Task directions:
The lines to be copied run from the one containing "[locate] street light" to the end of the material below; reproduce them exactly, including both ends, and nothing more.

Entries supplied:

########

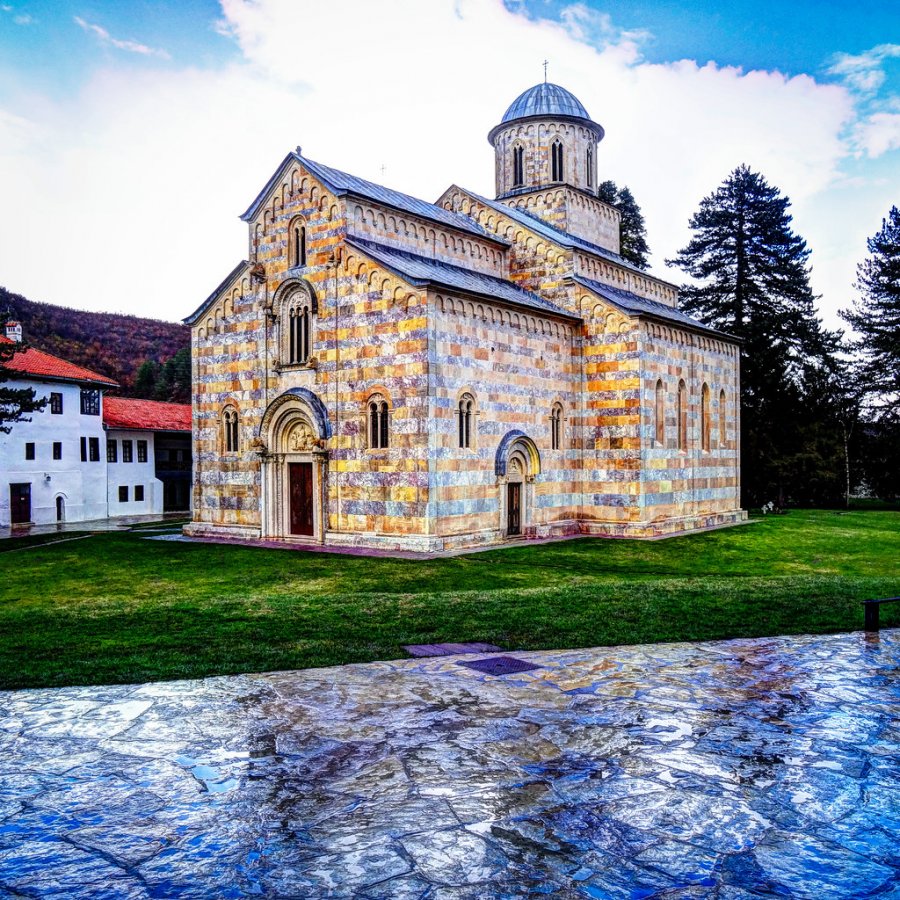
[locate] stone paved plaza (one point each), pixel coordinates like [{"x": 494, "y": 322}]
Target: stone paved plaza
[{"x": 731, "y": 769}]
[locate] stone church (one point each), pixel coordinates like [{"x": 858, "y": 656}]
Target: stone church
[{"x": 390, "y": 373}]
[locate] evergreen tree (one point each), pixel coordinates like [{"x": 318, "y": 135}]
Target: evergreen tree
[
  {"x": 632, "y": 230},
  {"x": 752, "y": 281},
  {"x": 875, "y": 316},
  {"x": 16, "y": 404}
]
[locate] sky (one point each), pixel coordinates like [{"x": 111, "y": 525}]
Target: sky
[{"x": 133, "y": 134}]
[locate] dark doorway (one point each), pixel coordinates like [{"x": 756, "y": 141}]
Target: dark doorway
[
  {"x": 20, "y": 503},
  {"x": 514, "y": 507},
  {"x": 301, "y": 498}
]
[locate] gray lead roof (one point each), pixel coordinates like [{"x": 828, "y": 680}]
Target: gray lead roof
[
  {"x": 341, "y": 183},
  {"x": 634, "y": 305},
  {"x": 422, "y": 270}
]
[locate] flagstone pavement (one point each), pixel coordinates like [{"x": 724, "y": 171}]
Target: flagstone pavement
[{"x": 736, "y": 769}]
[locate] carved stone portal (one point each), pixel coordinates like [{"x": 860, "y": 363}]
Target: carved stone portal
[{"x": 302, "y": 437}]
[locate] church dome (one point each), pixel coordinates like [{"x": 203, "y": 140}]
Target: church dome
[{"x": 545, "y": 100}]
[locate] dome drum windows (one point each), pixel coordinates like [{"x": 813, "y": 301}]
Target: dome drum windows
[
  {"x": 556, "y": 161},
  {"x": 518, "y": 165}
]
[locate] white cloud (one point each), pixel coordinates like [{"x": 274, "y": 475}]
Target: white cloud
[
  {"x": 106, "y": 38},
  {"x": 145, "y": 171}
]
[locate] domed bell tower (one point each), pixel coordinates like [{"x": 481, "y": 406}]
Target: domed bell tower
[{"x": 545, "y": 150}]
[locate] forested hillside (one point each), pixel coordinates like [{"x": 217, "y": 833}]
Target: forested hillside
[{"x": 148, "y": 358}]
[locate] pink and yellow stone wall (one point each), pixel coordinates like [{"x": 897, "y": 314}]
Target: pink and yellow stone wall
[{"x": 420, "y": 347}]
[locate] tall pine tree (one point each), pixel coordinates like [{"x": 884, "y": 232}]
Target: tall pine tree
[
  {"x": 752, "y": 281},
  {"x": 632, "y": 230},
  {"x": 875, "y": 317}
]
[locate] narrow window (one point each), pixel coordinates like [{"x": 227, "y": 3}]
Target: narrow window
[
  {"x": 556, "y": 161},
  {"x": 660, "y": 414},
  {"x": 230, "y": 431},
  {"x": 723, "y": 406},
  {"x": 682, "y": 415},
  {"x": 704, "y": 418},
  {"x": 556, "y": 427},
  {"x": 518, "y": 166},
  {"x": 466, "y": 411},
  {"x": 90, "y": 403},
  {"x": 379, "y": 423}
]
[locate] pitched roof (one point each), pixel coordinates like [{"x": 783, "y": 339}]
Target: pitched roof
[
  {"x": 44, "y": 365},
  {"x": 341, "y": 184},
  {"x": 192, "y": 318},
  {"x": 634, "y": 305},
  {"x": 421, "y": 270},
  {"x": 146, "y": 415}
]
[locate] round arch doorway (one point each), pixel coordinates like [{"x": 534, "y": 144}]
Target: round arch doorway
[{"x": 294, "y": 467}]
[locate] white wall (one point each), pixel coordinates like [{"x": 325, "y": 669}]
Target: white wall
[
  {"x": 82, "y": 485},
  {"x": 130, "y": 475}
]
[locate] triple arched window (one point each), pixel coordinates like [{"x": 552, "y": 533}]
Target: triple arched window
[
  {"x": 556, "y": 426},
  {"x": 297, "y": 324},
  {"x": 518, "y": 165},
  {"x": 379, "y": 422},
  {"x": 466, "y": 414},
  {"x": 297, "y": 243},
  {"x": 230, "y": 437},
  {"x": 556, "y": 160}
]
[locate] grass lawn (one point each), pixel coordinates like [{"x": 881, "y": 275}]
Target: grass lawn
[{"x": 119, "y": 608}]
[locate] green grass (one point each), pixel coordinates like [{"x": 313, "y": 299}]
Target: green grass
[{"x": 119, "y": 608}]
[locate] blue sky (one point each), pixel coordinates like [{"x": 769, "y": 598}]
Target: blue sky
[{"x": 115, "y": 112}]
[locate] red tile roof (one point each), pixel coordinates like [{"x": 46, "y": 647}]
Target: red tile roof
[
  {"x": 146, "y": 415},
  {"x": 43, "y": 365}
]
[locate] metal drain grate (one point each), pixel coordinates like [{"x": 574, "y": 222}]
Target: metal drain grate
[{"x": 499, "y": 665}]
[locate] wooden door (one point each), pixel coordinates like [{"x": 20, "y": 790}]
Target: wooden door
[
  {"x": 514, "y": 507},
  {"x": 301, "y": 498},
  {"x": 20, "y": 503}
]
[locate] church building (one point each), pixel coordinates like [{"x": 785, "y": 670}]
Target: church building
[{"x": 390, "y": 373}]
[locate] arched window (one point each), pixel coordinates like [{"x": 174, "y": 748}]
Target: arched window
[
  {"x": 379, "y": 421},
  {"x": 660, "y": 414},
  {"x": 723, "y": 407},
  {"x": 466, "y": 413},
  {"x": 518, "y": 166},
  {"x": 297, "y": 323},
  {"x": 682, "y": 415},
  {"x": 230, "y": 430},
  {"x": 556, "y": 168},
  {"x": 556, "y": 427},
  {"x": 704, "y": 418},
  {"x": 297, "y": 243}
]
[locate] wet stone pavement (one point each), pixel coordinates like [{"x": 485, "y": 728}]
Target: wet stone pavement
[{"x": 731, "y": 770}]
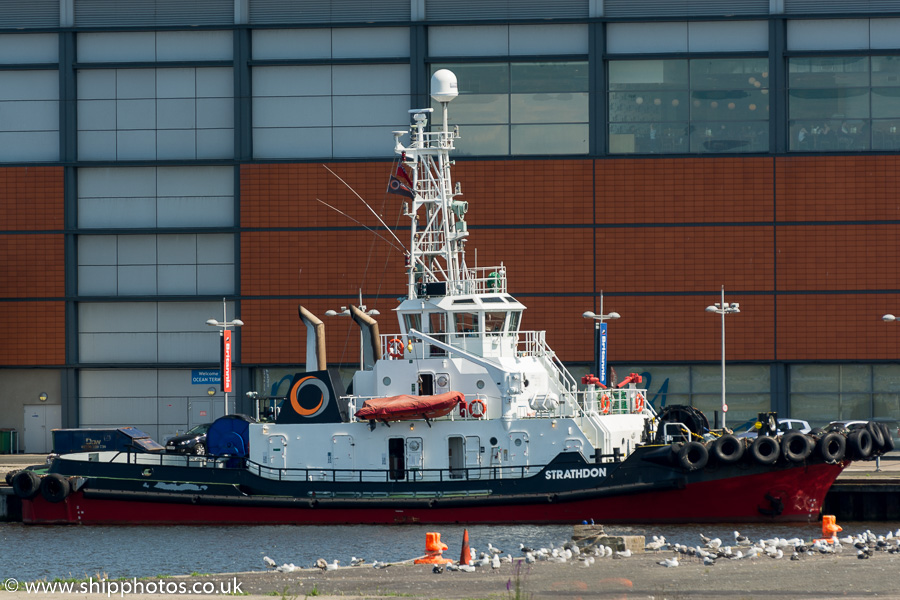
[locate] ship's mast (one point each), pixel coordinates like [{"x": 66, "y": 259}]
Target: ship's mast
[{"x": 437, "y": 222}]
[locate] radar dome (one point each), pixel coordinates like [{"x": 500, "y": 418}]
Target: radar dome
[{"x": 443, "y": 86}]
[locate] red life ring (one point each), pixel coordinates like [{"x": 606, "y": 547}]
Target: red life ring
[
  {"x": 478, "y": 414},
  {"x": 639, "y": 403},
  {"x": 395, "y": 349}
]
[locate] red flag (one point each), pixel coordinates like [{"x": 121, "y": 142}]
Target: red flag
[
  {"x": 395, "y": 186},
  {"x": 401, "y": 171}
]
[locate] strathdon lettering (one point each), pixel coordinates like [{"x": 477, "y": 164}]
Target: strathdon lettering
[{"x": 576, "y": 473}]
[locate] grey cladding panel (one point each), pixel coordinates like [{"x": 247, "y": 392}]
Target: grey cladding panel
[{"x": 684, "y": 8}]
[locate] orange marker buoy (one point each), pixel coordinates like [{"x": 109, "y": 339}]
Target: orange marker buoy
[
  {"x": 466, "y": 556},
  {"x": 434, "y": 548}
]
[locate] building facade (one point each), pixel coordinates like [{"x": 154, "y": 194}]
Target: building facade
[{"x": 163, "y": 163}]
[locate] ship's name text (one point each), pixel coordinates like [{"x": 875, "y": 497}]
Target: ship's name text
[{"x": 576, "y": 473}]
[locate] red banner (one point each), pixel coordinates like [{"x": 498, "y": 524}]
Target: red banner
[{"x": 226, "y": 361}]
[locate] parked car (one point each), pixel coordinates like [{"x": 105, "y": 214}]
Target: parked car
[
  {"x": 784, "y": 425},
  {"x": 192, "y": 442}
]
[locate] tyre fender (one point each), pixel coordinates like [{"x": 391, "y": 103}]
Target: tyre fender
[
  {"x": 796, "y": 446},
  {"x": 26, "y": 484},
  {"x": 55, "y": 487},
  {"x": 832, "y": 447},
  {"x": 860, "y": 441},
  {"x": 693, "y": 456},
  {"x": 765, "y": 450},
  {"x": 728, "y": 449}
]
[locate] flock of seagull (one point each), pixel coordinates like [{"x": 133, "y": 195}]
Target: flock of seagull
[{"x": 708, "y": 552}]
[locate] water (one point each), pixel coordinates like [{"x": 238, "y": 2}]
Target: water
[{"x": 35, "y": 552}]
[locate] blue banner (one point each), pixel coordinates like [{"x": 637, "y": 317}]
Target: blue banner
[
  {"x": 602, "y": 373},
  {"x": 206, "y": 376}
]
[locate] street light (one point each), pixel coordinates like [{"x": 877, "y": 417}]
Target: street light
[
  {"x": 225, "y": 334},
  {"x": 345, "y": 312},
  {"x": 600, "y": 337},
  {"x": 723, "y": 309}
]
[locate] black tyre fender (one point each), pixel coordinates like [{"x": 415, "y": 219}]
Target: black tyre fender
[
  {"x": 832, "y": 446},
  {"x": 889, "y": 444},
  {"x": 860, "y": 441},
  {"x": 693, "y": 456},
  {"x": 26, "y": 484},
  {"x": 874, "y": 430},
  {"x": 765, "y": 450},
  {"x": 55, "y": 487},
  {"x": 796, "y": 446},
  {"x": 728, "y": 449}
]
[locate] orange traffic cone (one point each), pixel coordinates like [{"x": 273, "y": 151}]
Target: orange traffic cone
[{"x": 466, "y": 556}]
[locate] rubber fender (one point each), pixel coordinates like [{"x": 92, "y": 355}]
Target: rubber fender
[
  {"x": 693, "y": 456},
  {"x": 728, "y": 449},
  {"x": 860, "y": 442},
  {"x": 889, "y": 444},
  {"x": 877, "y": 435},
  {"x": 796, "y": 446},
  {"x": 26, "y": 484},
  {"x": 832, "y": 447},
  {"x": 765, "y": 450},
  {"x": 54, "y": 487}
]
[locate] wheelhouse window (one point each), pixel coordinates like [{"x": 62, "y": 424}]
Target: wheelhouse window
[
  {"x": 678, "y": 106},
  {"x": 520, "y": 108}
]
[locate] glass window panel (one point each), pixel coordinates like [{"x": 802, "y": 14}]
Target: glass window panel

########

Solution for this problem:
[locate] street light (one point each), pixel coordinates like [{"x": 877, "y": 417}]
Target: street light
[
  {"x": 225, "y": 334},
  {"x": 345, "y": 312},
  {"x": 600, "y": 337},
  {"x": 723, "y": 309}
]
[locate] black tyre fender (one point each), pixel coordinates like [{"x": 415, "y": 219}]
Target: black tyre fender
[
  {"x": 832, "y": 446},
  {"x": 889, "y": 444},
  {"x": 860, "y": 441},
  {"x": 693, "y": 456},
  {"x": 26, "y": 484},
  {"x": 874, "y": 430},
  {"x": 765, "y": 450},
  {"x": 55, "y": 487},
  {"x": 796, "y": 446},
  {"x": 728, "y": 449}
]
[locate] orange traffic cone (one point each), pixel coordinates like [{"x": 273, "y": 151}]
Target: orange traffic cone
[{"x": 466, "y": 556}]
[locate] rubber fender (one point each), pixel coordinates like [{"x": 92, "y": 355}]
Target: rubber fender
[
  {"x": 693, "y": 456},
  {"x": 728, "y": 449},
  {"x": 860, "y": 442},
  {"x": 889, "y": 444},
  {"x": 877, "y": 435},
  {"x": 796, "y": 446},
  {"x": 26, "y": 484},
  {"x": 832, "y": 447},
  {"x": 765, "y": 450},
  {"x": 54, "y": 487}
]
[locate] wheelhouse window (one point each), pixel coordinates like [{"x": 62, "y": 424}]
Target: wheelhouse window
[
  {"x": 678, "y": 106},
  {"x": 520, "y": 108}
]
[locate] glass window panel (one point each), pixel coordinates like [{"x": 802, "y": 14}]
Target: glass window panel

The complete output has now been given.